PROMPT 1: Rename "single marker" to "single point" in the entries, starting with the line with "For the evaluation set, tag each instance of the bright" and going on through the last line of the entries, with everything else left unchanged. Return only those lines and leave the pictures out.

Serverless computing has seen a significant adoption over the last couple of years, with all the major public cloud providers enabling serverless architectures. AWS Lambda, Azure Functions and Google Cloud Functions provide an abstraction layer to deploy small pieces of code instead of monolithic applications and further simplifies public cloud consumption. But, serverless architecture is not suitable for all the applications and has its own issues that need to be considered.
Virtual machines (VMs), containers and serverless are all different mechanisms of resource virtualization and have evolved to simplify and manage resources. Moving from one mechanism to another generally involves a significant workflow transformation and care needs to be taken before selecting the right computing model.
Traditionally, VMs have been the de facto standard for infrastructure virtualization. Hypervisors are used to virtualize the hardware resources and the operating system is unaware of underlying resource management. For a given hypervisor, each VM has its own operating system and hypervisor virtualizes hardware such that each VM believes it has a dedicated set of resources.
With the booming popularity of containers came a new way of resource utilization by virtualizing the operating system itself instead of the physical hardware. VMs consist of the entire operating system along with the application-specific libraries, but containers comprise only the libraries needed to run the applications with a single operating system being shared by all the containers.
Enter serverless computing. Serverless computing is another abstraction on top of the operating system which provides a mechanism to run the application in a lot of smaller pieces. It provides functions or modules to execute application tasks that can be executed on-demand without worrying about underlying operating system and hardware infrastructure. These tasks are generally short-lived and run periodically as per the application requirements. Similar to the way cloud computing need physical hardware, serverless computing need servers as well for any application execution.
Benefits seem boundless; adopting serverless lowers costs, speeds time to deployment, increases scalability and decreases management time for overworked IT teams. Serverless is also great for supporting various microservices and popular with developers for DevOps.
A study conducted last year by New Relic revealed 70 percent of enterprises have migrated a significant number of workloads to the public cloud. From this group 39 percent were using serverless, 40 percent used containers and 34 percent used some sort of container orchestration. This points to how adoption of serverless technologies now matches that of containers, but what is not yet quite clear is the extent of use in production applications.
Another study from Cloudability shows adoption of containers and serverless computing services is growing in the triple digits quarter to quarter, based on data in late 2017. Specifically, for Amazon Web Services users, container adoption grew 246 percent during the fourth quarter of 2017, and 206 percent the quarter before that, with most customers leaning toward Kubernetes as a popular service. That study also showed huge growth in adoption of serverless computing among cloud users, growing by 667 percent among the sites tracked. Serverless continues to be attractive to organizations, since it doesn’t require management of the infrastructure as companies continue to build cloud-native architectures.
Let’s consider two different use cases to figure out pros and cons of serverless and container-based architectures.
Restaurant review and reservation application
Our application design will consist of two databases that store information related to restaurant reviews and reservation transactions, respectively. Our application browser should be able to perform restaurant searches based on certain keywords, submit restaurant reviews and reserve a table. Serverless architecture for such an application can be designed as shown below: Database as a service (DBaaS) is utilized for restaurant details and reservations using DynamoDB and RDS. AWS Lambda provides FaaS (functions as a service) for executing these tasks:
- Restaurant search
- Restaurant review
- Restaurant reservations
Amazon API gateway is being used as the HTTP server, redirecting requests to above Lambda functions. These functions are ephemeral tasks that can be invoked on-demand and terminated after execution. Serverless architecture for this application removes the need for physical servers, sysadmins and over-provisioning of resources for handling the peak user traffic scenario.

PROMPT 2: Output the part of the serverless computing text starting with "Another study from" and going on through "and container-based architectures.", copied word for word.

(A run of entries)
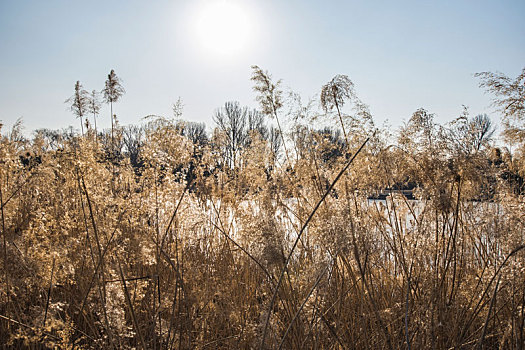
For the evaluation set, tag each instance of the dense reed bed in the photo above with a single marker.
(184, 252)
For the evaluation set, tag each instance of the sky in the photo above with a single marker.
(401, 55)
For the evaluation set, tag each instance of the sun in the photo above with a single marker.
(223, 28)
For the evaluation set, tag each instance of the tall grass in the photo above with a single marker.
(98, 255)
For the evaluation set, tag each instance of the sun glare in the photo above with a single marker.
(223, 28)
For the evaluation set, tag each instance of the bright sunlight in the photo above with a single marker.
(223, 28)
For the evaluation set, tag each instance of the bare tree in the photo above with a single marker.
(196, 132)
(94, 107)
(112, 91)
(509, 99)
(482, 130)
(231, 121)
(270, 98)
(133, 140)
(79, 103)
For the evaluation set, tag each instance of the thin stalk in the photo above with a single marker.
(49, 292)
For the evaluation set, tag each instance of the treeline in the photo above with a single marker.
(259, 233)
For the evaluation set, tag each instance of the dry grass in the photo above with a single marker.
(96, 256)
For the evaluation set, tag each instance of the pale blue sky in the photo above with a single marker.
(401, 55)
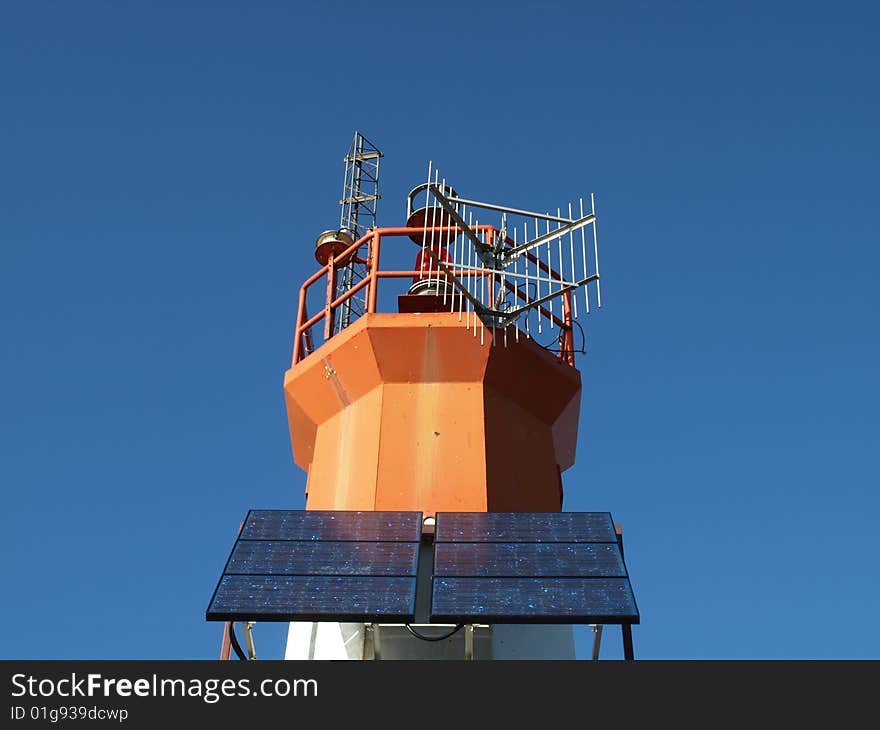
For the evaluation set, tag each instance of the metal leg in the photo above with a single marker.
(597, 641)
(469, 641)
(626, 630)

FULL ANSWER 1:
For the evaluation set, tag each instance of the bright sunlight in the photo above with a single point.
(223, 28)
For the evaluation set, tag each instance of the bare tree in the photo above with a single point.
(196, 132)
(94, 107)
(112, 91)
(509, 99)
(482, 130)
(231, 121)
(270, 98)
(133, 140)
(79, 103)
For the evaluation set, tag each instance of the thin stalk in the photo above with a single point.
(49, 292)
For the evaluation set, tag each instance of the treeline in the photo above with a single point.
(259, 233)
For the evaluation set, tag each instance of the dry grass in the photo above with a single point.
(96, 256)
For the evaluation set, tag each instance of the pale blue sky in the photo above with a single point.
(401, 55)
For the evaluation set, tag each instance of the metal leg in the photo above with a single point.
(597, 641)
(469, 641)
(626, 630)

FULL ANSWER 2:
Another study from Cloudability shows adoption of containers and serverless computing services is growing in the triple digits quarter to quarter, based on data in late 2017. Specifically, for Amazon Web Services users, container adoption grew 246 percent during the fourth quarter of 2017, and 206 percent the quarter before that, with most customers leaning toward Kubernetes as a popular service. That study also showed huge growth in adoption of serverless computing among cloud users, growing by 667 percent among the sites tracked. Serverless continues to be attractive to organizations, since it doesn’t require management of the infrastructure as companies continue to build cloud-native architectures.
Let’s consider two different use cases to figure out pros and cons of serverless and container-based architectures.